Extrait fourni >>
╔══

Les plateformes d'IA telles qu'EviRed ont pour but de recueillir, aussi automatiquement que possible, des points de données cliniques pendant quelques années seulement, et d'aider les cliniciens à prévoir avec plus de précision quels patients risquent de développer une RD complexe. Il faudrait plusieurs décennies aux anciens modèles utilisant des méthodes classiques sans IA pour atteindre la précision de diagnostic d'EviRed. Cette méthode va optimiser les soins aux patients, améliorer les résultats du traitement et aider à mieux prévenir le risque de cécité lié aux diabètes.
 

Incidence des progrès des principaux outils de diagnostic dans le suivi thérapeutique de la rétinopathie diabétique

Pour les ophtalmologues chargés de suivre des patients atteints de rétinopathie diabétique, les progrès des principaux outils de diagnostic, tels que l'imagerie de fond d'œil et l'OCT, sont d'une importance capitale. Des outils comme ZEISS CLARUS et ZEISS CIRRUS permettent de visualiser très rapidement le développement d'une maladie oculaire et s'avèrent essentiels dans le suivi de toutes les pathologies, notamment en cas d'œdème maculaire diabétique. Bien qu'il n'existe que peu d'études sur les effets de ces nouvelles technologies dans le suivi thérapeutique, on constate le potentiel évident de ces outils pour améliorer la précision du diagnostic et les décisions relatives au suivi.

Les progrès de l'OCT-A ont permis aux ophtalmologues de visualiser les vaisseaux bien mieux qu'avec les autres systèmes. Même si l'OCT-A ne fournit pas un champ d'observation aussi large que l'imagerie ultra-grand champ, les vaisseaux sont bien plus détaillés que sur tout autre dispositif de ce type, permettant aux médecins de valider leurs options de suivi. L'OCT-A se révèle particulièrement utile dans la surveillance des patients sous traitement anti-VEGF. Même si le score ETDRS de ces patients s'améliore, ce n'est pas forcément le cas de leur perfusion, et l'OCT-A est un outil essentiel pour évaluer toute évolution du risque associé.

╚══

[Données de localisation ponctuelle par instance]
╔══

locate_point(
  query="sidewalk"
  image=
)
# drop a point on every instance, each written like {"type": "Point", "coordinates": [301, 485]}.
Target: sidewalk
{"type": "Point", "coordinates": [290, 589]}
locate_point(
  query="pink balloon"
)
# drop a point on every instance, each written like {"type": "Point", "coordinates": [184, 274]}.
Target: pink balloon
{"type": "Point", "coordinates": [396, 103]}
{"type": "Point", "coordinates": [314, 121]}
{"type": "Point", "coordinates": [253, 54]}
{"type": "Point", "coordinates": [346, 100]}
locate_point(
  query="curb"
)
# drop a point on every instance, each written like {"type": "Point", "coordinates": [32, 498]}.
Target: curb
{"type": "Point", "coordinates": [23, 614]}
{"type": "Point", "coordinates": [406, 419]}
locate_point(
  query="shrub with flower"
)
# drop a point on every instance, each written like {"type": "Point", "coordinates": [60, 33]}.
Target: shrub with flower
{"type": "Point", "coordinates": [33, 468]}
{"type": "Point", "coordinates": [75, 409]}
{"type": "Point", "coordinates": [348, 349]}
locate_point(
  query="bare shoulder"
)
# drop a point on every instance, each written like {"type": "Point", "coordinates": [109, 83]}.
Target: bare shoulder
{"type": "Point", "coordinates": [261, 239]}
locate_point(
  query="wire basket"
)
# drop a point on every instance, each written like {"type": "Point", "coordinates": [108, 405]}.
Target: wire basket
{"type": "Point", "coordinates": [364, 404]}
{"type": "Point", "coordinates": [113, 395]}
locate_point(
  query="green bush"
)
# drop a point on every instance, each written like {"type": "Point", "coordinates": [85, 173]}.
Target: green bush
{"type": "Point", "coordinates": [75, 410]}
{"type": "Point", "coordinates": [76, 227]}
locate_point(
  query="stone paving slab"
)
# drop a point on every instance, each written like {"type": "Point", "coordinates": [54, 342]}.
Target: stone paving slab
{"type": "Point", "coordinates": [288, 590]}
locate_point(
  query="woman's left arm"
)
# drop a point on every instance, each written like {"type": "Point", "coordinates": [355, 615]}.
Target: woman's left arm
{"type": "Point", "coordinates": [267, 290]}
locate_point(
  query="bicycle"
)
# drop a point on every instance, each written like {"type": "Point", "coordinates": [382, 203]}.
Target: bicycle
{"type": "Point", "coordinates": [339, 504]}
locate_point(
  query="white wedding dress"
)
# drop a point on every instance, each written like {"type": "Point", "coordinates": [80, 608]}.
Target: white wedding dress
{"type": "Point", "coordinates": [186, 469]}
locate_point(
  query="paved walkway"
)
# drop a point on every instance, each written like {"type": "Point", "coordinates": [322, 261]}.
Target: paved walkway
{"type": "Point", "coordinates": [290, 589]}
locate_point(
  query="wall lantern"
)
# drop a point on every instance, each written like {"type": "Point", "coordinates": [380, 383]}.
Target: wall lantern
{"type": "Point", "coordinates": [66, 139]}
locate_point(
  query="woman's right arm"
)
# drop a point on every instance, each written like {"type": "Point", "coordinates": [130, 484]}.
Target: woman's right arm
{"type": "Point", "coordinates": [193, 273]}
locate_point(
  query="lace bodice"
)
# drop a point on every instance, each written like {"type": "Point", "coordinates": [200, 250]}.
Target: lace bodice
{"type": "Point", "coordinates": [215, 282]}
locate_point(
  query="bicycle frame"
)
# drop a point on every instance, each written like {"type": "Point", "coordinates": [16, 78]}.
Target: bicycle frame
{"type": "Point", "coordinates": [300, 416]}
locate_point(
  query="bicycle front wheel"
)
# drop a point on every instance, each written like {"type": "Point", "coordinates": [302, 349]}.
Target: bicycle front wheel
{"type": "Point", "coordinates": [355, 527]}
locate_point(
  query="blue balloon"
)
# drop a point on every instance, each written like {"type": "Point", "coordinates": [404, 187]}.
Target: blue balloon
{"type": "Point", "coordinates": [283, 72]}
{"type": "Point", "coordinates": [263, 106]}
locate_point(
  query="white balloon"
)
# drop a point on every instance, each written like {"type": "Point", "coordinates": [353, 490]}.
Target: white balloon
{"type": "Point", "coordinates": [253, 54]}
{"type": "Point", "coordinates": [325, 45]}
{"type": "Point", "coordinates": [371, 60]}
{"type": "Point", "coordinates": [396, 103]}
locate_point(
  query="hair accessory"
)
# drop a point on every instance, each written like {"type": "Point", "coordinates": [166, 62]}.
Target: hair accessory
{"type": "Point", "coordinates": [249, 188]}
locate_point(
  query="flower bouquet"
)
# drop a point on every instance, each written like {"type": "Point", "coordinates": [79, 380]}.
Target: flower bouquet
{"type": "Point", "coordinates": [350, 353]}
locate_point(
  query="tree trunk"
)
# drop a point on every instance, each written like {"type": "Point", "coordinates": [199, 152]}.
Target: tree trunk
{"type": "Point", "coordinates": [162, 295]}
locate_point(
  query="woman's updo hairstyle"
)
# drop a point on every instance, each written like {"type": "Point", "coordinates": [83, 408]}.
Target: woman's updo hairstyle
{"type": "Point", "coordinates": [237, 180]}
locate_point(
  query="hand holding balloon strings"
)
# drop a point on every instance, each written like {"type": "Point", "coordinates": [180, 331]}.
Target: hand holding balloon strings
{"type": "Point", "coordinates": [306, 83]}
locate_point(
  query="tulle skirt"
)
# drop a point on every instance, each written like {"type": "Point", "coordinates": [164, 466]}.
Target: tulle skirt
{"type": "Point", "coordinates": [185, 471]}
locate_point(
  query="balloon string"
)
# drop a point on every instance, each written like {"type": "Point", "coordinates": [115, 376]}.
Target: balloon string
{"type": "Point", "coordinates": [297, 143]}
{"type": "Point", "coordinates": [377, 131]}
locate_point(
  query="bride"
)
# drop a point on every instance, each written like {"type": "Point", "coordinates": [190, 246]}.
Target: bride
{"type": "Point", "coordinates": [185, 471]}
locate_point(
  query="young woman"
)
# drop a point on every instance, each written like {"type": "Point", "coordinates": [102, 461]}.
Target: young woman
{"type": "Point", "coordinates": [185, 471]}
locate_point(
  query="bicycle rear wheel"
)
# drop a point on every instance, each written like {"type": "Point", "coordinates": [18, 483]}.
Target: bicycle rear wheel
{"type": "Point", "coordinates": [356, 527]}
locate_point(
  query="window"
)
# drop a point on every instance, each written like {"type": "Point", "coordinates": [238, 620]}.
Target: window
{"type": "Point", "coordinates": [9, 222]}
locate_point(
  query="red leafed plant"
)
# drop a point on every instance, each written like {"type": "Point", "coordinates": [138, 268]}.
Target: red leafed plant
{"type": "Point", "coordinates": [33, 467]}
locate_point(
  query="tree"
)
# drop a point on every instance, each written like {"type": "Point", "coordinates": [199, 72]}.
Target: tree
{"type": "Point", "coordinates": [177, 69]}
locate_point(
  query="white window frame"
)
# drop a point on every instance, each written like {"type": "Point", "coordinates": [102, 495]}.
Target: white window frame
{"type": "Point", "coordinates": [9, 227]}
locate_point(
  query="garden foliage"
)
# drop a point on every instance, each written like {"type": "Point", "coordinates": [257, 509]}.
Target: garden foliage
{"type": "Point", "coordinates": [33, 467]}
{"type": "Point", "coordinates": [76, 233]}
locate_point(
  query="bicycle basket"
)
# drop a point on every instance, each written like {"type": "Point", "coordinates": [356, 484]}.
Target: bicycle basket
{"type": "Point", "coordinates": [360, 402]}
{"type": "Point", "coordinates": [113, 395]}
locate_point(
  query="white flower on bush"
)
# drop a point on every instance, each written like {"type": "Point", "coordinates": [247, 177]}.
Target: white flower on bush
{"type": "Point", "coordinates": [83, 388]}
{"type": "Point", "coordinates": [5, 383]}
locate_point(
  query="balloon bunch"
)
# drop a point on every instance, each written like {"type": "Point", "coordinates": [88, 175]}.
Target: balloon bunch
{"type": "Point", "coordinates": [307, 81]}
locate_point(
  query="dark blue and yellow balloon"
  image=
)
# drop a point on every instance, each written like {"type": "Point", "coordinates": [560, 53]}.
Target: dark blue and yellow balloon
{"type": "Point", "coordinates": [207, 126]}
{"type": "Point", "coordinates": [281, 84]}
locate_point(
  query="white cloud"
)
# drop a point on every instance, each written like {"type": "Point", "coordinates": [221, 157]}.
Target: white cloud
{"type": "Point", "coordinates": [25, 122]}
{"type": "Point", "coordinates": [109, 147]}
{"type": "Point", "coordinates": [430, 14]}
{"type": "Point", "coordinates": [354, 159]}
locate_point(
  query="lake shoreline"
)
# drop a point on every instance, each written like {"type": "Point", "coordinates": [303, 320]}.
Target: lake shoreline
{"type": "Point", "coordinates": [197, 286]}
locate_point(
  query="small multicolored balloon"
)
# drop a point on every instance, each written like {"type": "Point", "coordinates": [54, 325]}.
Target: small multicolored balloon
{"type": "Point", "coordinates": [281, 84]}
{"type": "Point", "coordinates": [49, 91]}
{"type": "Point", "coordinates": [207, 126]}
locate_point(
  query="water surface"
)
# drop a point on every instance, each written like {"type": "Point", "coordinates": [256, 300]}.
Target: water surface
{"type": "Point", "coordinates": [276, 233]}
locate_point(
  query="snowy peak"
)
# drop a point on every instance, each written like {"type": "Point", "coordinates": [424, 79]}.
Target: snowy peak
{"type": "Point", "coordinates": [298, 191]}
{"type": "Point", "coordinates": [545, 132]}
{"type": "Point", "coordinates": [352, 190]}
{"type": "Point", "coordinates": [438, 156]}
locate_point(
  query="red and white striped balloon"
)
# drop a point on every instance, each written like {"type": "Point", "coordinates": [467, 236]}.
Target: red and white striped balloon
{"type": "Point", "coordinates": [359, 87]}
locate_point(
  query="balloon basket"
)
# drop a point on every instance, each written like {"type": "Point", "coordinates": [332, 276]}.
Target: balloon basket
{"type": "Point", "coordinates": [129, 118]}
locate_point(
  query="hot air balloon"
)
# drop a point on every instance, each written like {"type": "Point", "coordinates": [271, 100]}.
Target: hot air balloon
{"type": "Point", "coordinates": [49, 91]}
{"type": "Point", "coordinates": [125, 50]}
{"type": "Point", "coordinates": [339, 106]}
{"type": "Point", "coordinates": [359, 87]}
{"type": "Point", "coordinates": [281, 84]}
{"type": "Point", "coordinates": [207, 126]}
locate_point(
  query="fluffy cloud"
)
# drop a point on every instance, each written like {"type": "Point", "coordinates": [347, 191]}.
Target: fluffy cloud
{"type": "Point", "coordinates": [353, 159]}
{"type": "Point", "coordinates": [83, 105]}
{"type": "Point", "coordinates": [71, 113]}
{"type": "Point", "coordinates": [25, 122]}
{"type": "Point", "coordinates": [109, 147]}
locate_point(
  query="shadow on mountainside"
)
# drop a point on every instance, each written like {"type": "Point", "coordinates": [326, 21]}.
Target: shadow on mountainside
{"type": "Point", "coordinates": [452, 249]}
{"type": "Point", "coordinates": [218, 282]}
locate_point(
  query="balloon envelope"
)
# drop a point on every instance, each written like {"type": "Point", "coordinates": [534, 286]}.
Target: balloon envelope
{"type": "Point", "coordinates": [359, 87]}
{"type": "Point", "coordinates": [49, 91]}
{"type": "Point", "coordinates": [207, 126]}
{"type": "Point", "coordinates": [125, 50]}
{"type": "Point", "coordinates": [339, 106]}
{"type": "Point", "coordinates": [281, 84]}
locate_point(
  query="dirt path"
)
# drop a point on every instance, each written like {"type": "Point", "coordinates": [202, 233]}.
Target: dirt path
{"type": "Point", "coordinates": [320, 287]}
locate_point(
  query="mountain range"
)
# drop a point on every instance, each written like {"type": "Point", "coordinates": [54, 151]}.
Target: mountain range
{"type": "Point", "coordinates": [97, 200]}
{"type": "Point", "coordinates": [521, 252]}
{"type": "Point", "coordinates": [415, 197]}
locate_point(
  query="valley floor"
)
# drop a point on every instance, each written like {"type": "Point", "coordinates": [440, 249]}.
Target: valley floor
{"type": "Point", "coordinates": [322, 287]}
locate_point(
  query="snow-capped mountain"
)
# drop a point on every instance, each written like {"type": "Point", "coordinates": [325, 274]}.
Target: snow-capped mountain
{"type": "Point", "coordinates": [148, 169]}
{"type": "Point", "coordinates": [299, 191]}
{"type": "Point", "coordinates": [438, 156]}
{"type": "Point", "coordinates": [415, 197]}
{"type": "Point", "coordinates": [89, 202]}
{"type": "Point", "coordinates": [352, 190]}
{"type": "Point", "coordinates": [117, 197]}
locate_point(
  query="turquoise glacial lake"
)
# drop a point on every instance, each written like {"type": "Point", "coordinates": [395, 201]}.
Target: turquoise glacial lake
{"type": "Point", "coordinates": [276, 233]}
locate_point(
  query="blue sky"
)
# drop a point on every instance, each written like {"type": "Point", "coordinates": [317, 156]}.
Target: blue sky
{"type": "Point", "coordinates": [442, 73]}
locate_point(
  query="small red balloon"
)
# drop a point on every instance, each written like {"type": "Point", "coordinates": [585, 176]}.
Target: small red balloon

╚══

Consigne A >>
D'après l'extrait sur la rétinopathie diabétique, indiquez si chacune de ces affirmations est juste, en citant mot pour mot le passage décisif :
(i) L'OCT-A offre un champ d'observation aussi large que l'imagerie ultra-grand champ.
(ii) De nombreuses études portent sur les effets de ces nouvelles technologies dans le suivi thérapeutique.
(iii) Chez les patients sous traitement anti-VEGF, une amélioration du score ETDRS ne s'accompagne pas forcément d'une amélioration de la perfusion.
Consigne B >>
Répondez à ces questions à partir de l'extrait sur la rétinopathie diabétique :
(i) Combien de temps faudrait-il aux anciens modèles sans IA pour atteindre la précision de diagnostic d'EviRed ?
(ii) Quels outils ZEISS sont cités ?
(iii) Pour la surveillance de quels patients l'OCT-A se révèle-t-elle particulièrement utile ?
Consigne C >>
Veuillez prolonger l'extrait sur la rétinopathie diabétique à partir de sa dernière phrase.
Le matériel ne joue ici aucun rôle.

Réponse attendue A >>
(i) Non : « Même si l'OCT-A ne fournit pas un champ d'observation aussi large que l'imagerie ultra-grand champ »
(ii) Non : « Bien qu'il n'existe que peu d'études sur les effets de ces nouvelles technologies dans le suivi thérapeutique »
(iii) Oui : « Même si le score ETDRS de ces patients s'améliore, ce n'est pas forcément le cas de leur perfusion »

Réponse attendue B >>
(i) Plusieurs décennies.
(ii) ZEISS CLARUS et ZEISS CIRRUS.
(iii) Les patients sous traitement anti-VEGF.

Réponse attendue C >>
L'imagerie ultra-grand champ tend à s'imposer dans l'optimisation du flux de tâches de la RD et permet aux cliniciens d'identifier et de documenter les lésions rétiniennes au-delà de la zone classique à 7 champs utilisée dans la photographie du fond d'œil. Par exemple, le risque d'évolution pour deux patients atteints d'une RD proliférante précoce peut fortement varier si l'un est également atteint d'une néovascularisation au-delà de la zone à 7 champs et l'autre non. Dans d'autres cas, la néovascularisation peut se situer exclusivement en dehors des 7 champs et passer inaperçue si l'imagerie à ultra-grand champ n'est pas utilisée. Les progrès de l'imagerie de fond d'œil ultra-grand champ et de l'OCT-A fournissent aux praticiens les outils pour améliorer la précision de diagnostic en optimisant l'évaluation des risques et les résultats thérapeutiques chez des patients atteints de RD. Des recherches ont montré que la couverture supplémentaire du fond d'œil obtenue par l'imagerie ultra-grand champ a permis de modifier les traitements chez près de 15 % des patients atteints de rétinopathie diabétique.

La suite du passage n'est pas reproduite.